* TASK TO CARRY OUT *
In the data below, find each line containing the string "sandwich" and return it.

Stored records
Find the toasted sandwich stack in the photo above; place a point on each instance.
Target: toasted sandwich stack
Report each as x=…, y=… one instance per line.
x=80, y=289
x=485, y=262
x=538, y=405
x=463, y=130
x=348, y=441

* FINAL ANSWER *
Find the toasted sandwich stack in the photo above; place a point on each instance.
Target: toasted sandwich stack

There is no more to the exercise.